> _Stated goal_
Answer these questions using the forum post on Mathematica's Limit function below:
1. According to Otto Linsuain, what is the correct answer for Limit[1/x, x->0] and Limit[Tan[x],x->Pi/2] when no direction is specified?
2. What makes the Limit function a complicated case?
3. Which setting does the reply say Direction->Automatic actually takes?

Otto Linsuain wrote:
> 
> Well Erk, there is something wrong with that. It is misleading! If the
> Limit is not independent of the direction, then, strictly speaking, the
> Limit does not exist. Mathematica should not give you a value for the
> Limit in that case unless you specify the Direction. Or it should at least
> specify under what conditions you get what limit. For example, when you
> ask Mathematica for an integral that depends on some parameters it might
> give you a conditional answer, something like
> 
> If[parameters satisfy some condition, one answer, another answer]
> 
> With the Limit function, this is complicated because there is a continuum
> of possible directions on the complex plane. If it was just
> Direction -> -1 or +1, then I am sure the fellows at Wolfram would have
> solved this long ago.
> 
> As for the limits Limit[1/x, x->0] and Limit[Tan[x],x->Pi/2], without
> specifying a direction, the correct answer is that they don't exist.
> 
> Otto Linsuain.

Thanks a lot for your many comments, I got the point. 

I understand that Direction->Automatic actually takes Direction->-1. This
explains Mathematica's behaviour.

So in your opinion, should then Limit[1/x,x->0] remain unevaluated by default? 
Or what doyou think would be a reasonable answer for Direction->Automatic?

Cheers
   -erk-

> _Supplied information_
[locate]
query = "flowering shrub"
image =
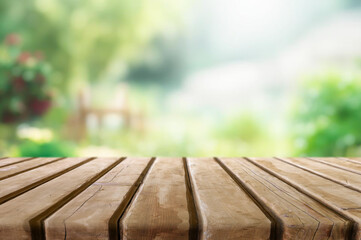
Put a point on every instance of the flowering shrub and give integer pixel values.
(24, 90)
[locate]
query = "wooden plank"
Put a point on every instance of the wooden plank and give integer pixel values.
(9, 161)
(345, 178)
(298, 216)
(224, 209)
(21, 167)
(327, 192)
(33, 205)
(159, 209)
(87, 215)
(16, 185)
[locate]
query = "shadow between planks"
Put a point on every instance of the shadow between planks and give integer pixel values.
(180, 198)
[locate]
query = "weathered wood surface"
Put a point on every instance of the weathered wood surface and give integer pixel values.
(180, 198)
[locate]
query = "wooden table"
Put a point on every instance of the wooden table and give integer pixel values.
(180, 198)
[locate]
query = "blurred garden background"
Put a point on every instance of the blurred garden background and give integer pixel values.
(180, 78)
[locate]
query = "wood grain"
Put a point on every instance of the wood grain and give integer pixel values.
(14, 186)
(87, 215)
(159, 209)
(298, 216)
(175, 198)
(330, 194)
(16, 213)
(224, 208)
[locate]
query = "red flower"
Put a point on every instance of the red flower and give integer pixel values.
(24, 57)
(19, 84)
(39, 55)
(12, 39)
(9, 117)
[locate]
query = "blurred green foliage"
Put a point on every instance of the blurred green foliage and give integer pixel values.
(52, 148)
(328, 116)
(82, 38)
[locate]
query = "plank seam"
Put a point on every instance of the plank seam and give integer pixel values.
(31, 168)
(352, 223)
(276, 222)
(192, 209)
(37, 223)
(294, 198)
(40, 182)
(114, 230)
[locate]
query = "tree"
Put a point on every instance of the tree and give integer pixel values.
(328, 116)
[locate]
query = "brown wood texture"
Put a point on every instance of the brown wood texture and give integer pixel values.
(180, 198)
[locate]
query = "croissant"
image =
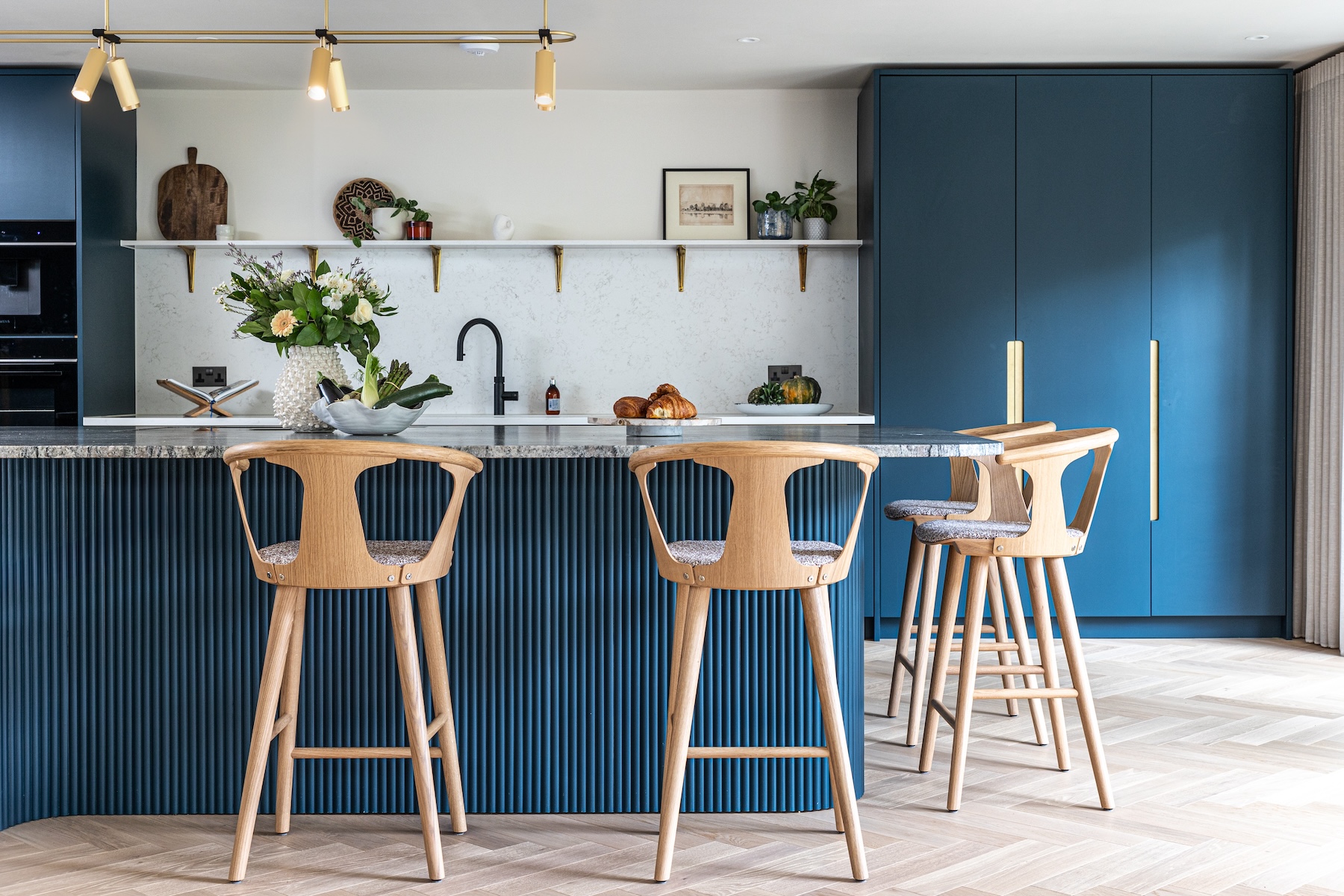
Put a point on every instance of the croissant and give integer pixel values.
(671, 408)
(631, 406)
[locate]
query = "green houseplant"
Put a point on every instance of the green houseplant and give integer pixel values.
(813, 205)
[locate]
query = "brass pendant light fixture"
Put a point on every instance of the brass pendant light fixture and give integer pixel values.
(326, 73)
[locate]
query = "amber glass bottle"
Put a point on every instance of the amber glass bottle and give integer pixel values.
(553, 399)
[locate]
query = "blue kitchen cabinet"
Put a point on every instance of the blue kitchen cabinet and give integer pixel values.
(37, 147)
(1083, 305)
(947, 254)
(1222, 215)
(1088, 213)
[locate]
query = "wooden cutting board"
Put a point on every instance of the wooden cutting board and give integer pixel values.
(191, 200)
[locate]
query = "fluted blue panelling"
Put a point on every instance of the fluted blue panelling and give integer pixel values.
(132, 632)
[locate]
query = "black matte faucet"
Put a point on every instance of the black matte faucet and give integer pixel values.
(500, 395)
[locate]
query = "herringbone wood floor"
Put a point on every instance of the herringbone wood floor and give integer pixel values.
(1228, 759)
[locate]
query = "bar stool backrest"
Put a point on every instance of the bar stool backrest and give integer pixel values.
(757, 547)
(1045, 458)
(332, 553)
(1004, 496)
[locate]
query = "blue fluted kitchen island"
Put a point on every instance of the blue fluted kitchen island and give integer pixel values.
(132, 626)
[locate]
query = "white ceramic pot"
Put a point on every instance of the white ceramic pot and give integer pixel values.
(388, 226)
(296, 390)
(816, 228)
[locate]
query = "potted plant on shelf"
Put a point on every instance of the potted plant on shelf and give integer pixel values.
(813, 206)
(417, 225)
(307, 317)
(774, 217)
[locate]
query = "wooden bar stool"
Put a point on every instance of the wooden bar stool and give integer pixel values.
(756, 555)
(331, 553)
(1043, 539)
(968, 501)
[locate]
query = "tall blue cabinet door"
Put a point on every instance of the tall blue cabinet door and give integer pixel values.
(945, 257)
(1083, 305)
(37, 148)
(1221, 316)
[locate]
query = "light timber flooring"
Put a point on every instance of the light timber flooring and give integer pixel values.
(1228, 759)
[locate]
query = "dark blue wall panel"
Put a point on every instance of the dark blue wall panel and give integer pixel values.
(132, 633)
(1222, 213)
(1083, 304)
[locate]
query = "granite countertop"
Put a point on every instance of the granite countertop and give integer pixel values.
(482, 441)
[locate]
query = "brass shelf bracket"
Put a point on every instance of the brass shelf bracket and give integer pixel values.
(190, 252)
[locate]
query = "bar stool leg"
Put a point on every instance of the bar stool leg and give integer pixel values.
(1046, 647)
(289, 707)
(996, 615)
(408, 668)
(1078, 672)
(920, 677)
(1012, 598)
(436, 660)
(682, 707)
(268, 697)
(816, 617)
(907, 613)
(947, 628)
(967, 682)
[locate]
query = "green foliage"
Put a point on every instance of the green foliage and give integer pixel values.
(815, 199)
(295, 308)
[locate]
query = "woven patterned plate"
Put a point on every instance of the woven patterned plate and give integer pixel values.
(349, 220)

> _Solution_
1. They don't exist.
2. There is a continuum of possible directions on the complex plane.
3. Direction->-1.